## Directions for this task
Print every line of the material below verbatim, changing nothing.

Source data:
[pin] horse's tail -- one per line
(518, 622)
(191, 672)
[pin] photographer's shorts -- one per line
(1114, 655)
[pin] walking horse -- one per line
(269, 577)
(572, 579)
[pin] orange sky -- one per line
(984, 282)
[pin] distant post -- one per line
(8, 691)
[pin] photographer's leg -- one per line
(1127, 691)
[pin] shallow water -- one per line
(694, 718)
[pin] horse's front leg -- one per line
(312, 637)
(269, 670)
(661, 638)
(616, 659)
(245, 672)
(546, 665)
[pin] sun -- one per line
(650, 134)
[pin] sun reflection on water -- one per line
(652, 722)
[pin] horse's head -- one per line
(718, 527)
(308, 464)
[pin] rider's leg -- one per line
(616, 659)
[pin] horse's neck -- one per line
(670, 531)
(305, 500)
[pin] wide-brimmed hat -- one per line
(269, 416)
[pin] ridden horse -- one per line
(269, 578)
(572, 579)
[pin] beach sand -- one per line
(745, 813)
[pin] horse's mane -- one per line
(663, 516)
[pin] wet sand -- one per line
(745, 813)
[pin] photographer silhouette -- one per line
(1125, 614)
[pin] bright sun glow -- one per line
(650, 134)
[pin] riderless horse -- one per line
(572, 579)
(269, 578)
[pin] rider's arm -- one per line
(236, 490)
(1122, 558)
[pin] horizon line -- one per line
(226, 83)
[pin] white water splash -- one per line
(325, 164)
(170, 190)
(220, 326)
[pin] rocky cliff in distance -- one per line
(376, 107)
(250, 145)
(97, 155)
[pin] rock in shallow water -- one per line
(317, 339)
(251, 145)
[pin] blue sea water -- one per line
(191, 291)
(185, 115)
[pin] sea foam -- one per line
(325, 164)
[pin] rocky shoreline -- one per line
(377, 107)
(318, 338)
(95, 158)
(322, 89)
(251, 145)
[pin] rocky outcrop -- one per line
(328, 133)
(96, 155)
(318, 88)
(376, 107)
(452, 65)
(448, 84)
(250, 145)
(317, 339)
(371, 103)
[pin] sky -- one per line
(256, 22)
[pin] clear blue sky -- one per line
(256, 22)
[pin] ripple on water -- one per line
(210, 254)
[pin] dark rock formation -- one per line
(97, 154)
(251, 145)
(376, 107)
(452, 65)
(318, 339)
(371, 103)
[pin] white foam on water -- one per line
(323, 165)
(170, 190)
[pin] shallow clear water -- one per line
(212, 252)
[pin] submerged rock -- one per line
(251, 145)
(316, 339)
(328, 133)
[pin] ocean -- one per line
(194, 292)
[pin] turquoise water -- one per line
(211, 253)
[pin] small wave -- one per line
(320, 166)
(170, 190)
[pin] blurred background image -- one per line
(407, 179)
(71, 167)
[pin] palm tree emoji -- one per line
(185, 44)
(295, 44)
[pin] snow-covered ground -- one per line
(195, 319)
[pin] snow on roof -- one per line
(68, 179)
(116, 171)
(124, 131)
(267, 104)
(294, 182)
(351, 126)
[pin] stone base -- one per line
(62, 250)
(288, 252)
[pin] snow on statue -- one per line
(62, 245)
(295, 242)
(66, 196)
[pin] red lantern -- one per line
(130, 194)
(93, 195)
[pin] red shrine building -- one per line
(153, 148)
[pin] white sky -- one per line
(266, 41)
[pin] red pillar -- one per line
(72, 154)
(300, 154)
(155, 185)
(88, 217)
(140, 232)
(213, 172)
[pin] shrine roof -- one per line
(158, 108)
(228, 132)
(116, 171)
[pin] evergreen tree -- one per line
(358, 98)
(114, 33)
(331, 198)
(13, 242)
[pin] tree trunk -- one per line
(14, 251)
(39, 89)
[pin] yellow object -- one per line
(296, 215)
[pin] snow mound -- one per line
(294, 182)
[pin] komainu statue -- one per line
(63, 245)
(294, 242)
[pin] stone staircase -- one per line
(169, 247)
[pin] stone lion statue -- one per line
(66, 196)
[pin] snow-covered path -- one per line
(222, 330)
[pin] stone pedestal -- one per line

## Problem solution
[pin] horse's tail -- one per line
(518, 622)
(191, 672)
[pin] photographer's shorts -- one per line
(1114, 655)
[pin] walking horse -- one per line
(269, 577)
(572, 579)
[pin] orange sky -- one per line
(984, 282)
[pin] distant post -- one per line
(8, 691)
[pin] photographer's leg -- one per line
(1127, 691)
[pin] shallow water -- one per line
(694, 718)
[pin] horse's front leg -- one per line
(312, 637)
(269, 670)
(661, 638)
(616, 659)
(245, 672)
(546, 665)
[pin] sun -- one per line
(650, 134)
[pin] sun reflection on water -- one per line
(652, 722)
[pin] horse's head -- one per line
(718, 527)
(308, 464)
[pin] rider's leg -- one per line
(616, 659)
[pin] horse's neck -- one per line
(670, 531)
(305, 500)
[pin] wide-brimmed hat -- one per line
(269, 416)
[pin] ridden horse -- one per line
(269, 578)
(572, 579)
[pin] beach sand -- one per line
(745, 813)
[pin] horse's mane -- one per line
(663, 516)
[pin] wet sand -- one per line
(745, 813)
[pin] photographer silhouette -- one per line
(1125, 614)
[pin] bright sun glow -- one per line
(650, 134)
[pin] riderless horse -- one per line
(572, 579)
(269, 578)
[pin] rider's arm -- one per line
(236, 490)
(1122, 558)
[pin] horizon line -- one per line
(226, 83)
[pin] white water splash -- one per line
(325, 164)
(170, 190)
(220, 326)
[pin] rocky cliff in distance -- one per line
(376, 107)
(250, 145)
(97, 155)
[pin] rock in shallow water -- one per line
(317, 339)
(251, 145)
[pin] blue sea water -- one per line
(191, 291)
(185, 115)
[pin] sea foam -- one per line
(325, 164)
[pin] rocky shoreline -- one per line
(377, 107)
(318, 338)
(95, 158)
(322, 89)
(251, 145)
[pin] rocky outcrop -- one per line
(328, 133)
(96, 155)
(318, 88)
(376, 107)
(452, 65)
(448, 84)
(250, 145)
(317, 339)
(371, 103)
[pin] sky -- one per line
(256, 22)
[pin] clear blue sky -- one per line
(256, 22)
[pin] ripple on water -- one per line
(210, 254)
[pin] dark rock formation -- one per line
(97, 154)
(251, 145)
(376, 107)
(452, 65)
(318, 339)
(371, 103)
[pin] white foam on water -- one per line
(323, 165)
(170, 190)
[pin] shallow clear water -- one per line
(212, 252)
[pin] submerged rock -- one per line
(251, 145)
(316, 339)
(328, 133)
[pin] ocean -- one per line
(194, 292)
[pin] turquoise water -- one per line
(211, 253)
[pin] small wave -- one per line
(320, 166)
(170, 190)
[pin] blurred background image -- one per line
(407, 179)
(71, 167)
[pin] palm tree emoji -- one per line
(185, 44)
(295, 44)
[pin] snow-covered ground -- one per line
(195, 319)
[pin] snow on roof -- one per line
(68, 179)
(116, 171)
(124, 131)
(267, 104)
(294, 182)
(351, 126)
[pin] stone base -- one per line
(62, 250)
(288, 252)
[pin] snow on statue -- one per line
(62, 245)
(295, 242)
(66, 196)
[pin] red lantern -- one per line
(130, 194)
(93, 195)
[pin] red shrine building -- one per line
(153, 148)
[pin] white sky -- one per line
(266, 41)
[pin] red pillar -- one per line
(72, 154)
(300, 154)
(155, 185)
(88, 217)
(140, 232)
(213, 172)
[pin] shrine roof -- one per line
(158, 108)
(228, 132)
(116, 171)
[pin] evergreen tree -- one per line
(358, 98)
(114, 33)
(331, 198)
(13, 242)
[pin] tree trunk -- one per line
(14, 251)
(39, 89)
[pin] yellow object -- one per line
(296, 215)
[pin] snow mound -- one per line
(294, 182)
[pin] komainu statue -- one per line
(63, 245)
(294, 242)
[pin] stone staircase -- one per line
(169, 247)
[pin] stone lion statue -- one per line
(66, 196)
[pin] snow-covered path -- one per line
(222, 330)
[pin] stone pedestal -- one per line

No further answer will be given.